→ **About this exercise**:
Only the lines from the one containing "Point to the lamp" to the end of the records should be given again, word for word and in full.
★ ★ ★ ★ ★ ★ ★
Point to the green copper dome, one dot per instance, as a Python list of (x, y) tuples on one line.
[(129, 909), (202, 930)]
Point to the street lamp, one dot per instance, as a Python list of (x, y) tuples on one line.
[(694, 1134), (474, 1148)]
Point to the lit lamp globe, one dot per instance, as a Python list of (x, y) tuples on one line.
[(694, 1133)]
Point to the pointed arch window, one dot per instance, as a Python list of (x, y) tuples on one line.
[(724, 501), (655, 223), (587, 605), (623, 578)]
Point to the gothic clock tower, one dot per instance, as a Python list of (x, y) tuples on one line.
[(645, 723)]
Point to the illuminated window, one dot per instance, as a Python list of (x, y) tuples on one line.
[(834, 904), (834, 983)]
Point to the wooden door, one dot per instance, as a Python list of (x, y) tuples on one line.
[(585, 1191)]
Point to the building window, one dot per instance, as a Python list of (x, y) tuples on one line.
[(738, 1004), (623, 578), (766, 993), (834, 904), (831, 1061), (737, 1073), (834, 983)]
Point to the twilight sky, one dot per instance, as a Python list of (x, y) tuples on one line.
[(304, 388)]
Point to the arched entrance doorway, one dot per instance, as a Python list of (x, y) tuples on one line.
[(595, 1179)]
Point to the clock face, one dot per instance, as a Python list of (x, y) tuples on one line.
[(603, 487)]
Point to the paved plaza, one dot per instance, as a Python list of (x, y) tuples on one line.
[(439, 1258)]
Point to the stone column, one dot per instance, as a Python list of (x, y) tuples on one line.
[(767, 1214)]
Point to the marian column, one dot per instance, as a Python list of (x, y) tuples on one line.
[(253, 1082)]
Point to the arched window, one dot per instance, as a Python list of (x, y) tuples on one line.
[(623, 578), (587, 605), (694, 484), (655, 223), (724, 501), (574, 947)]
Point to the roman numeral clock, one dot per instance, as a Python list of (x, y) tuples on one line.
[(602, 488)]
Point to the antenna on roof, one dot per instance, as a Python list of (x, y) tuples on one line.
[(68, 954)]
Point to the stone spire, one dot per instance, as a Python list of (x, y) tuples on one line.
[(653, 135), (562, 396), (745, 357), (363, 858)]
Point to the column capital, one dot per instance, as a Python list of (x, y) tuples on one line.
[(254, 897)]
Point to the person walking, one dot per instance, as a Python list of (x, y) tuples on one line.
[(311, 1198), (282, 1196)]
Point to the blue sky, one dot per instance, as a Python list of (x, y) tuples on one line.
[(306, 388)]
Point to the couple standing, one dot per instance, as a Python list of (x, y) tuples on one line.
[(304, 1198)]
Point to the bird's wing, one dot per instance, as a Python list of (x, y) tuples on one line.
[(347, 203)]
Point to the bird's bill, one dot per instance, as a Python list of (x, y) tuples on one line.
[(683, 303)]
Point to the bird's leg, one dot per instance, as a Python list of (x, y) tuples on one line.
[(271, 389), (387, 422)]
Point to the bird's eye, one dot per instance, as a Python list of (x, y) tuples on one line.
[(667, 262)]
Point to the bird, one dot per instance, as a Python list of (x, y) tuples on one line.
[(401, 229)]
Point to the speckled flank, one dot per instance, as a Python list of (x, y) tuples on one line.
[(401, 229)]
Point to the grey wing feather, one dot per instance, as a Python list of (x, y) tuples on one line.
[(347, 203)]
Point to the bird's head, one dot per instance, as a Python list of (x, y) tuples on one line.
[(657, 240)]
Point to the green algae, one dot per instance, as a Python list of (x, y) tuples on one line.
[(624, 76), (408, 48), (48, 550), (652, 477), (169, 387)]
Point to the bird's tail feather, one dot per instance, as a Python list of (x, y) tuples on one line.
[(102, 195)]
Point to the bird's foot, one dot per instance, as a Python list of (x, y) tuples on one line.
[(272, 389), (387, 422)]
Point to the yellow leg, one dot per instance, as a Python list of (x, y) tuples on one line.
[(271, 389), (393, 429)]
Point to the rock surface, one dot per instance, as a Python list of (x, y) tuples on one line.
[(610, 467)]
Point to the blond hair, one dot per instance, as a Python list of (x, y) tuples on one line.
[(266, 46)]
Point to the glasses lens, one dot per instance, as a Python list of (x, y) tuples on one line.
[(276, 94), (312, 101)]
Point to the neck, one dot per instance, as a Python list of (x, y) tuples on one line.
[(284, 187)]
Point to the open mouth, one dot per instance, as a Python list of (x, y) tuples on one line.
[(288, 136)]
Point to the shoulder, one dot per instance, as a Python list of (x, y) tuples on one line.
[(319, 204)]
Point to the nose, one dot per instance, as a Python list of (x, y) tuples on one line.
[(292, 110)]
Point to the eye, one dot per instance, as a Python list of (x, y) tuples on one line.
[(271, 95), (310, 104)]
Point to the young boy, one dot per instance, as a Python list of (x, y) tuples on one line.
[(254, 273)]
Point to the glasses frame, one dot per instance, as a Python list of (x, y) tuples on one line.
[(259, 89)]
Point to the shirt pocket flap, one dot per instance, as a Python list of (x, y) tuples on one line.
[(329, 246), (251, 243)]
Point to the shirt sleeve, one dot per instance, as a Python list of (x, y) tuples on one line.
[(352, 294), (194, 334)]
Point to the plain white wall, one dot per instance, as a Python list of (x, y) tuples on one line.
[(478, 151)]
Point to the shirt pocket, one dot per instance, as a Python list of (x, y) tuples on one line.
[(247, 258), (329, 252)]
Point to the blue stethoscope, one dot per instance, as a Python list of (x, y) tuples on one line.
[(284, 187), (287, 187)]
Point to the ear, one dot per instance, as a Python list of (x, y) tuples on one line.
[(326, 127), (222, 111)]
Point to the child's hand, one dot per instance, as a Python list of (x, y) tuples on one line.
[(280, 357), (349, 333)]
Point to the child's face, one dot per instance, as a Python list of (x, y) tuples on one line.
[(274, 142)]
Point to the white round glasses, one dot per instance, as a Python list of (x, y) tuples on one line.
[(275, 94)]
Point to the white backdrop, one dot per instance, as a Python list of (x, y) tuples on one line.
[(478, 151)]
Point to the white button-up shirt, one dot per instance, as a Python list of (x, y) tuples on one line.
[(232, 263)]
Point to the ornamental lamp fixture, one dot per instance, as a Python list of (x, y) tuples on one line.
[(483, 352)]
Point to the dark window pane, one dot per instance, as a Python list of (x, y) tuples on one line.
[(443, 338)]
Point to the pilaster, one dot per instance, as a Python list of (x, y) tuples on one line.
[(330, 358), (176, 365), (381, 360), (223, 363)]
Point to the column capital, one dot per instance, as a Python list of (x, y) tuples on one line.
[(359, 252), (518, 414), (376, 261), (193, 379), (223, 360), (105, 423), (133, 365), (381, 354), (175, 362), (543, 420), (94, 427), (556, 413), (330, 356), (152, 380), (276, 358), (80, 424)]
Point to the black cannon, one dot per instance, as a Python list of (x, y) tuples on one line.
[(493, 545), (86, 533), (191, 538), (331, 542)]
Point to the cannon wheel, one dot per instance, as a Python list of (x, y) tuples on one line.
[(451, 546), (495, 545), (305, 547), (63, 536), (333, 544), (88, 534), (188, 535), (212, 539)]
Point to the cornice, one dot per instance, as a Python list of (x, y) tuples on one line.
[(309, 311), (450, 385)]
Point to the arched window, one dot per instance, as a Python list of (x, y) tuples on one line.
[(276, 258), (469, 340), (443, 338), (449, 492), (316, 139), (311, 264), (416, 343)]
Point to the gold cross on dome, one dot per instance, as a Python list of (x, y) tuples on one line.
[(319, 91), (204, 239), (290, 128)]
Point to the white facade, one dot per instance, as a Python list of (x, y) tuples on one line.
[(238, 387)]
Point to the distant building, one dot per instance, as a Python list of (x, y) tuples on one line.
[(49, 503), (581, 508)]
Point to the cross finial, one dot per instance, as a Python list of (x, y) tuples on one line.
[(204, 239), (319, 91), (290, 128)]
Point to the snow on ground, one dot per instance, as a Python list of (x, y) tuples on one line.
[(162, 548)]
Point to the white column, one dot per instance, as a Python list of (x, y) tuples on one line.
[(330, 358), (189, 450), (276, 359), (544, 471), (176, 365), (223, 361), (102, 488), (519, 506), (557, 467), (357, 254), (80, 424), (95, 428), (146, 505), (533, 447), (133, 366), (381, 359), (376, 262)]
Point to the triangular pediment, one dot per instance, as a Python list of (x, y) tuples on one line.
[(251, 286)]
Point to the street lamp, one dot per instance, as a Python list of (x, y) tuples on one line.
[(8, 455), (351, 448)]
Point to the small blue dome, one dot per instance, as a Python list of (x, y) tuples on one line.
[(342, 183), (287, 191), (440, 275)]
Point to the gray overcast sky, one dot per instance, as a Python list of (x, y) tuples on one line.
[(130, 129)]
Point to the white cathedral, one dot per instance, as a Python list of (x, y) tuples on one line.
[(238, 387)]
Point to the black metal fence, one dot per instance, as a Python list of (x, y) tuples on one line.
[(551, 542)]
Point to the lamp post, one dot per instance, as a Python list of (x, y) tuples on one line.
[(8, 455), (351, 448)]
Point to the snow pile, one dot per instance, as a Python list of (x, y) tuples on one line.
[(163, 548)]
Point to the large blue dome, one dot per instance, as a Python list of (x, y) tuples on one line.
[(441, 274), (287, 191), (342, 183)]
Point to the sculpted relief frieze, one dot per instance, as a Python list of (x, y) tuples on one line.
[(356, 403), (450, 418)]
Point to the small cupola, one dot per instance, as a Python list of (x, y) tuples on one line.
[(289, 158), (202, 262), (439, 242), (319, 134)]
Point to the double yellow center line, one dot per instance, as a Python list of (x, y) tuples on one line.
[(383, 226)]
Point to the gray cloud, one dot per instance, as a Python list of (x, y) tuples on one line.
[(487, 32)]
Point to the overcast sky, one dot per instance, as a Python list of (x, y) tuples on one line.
★ ★ ★ ★ ★ ★ ★
→ **Response**:
Point to the lamp post, one dot per instance, as a Python list of (x, y) tuples on one line.
[(8, 455), (351, 448)]
Point to the snow pile, one dot per instance, as a Python list of (x, y) tuples on one line.
[(163, 548)]
Point to the large blue dome, one dot per instance, as a Python list of (x, y) tuples on one line.
[(441, 274), (287, 191), (342, 183)]
Point to the sculpted relief frieze, one dot per instance, as a Python list of (x, y) tuples on one line.
[(356, 403), (450, 418)]
Point to the small cupola, one dot per instance, as a Python list of (x, y) tuples on one line.
[(289, 158), (202, 262), (439, 242), (319, 134)]
Point to the double yellow center line, one dot per instance, as a Python list of (x, y) tuples on one line.
[(383, 226)]
Point to the gray cloud, one dot per instance, as a Python list of (x, y) tuples on one line.
[(487, 32)]
Point to the overcast sky, one dot per instance, as a Python list of (x, y) tuples on one line.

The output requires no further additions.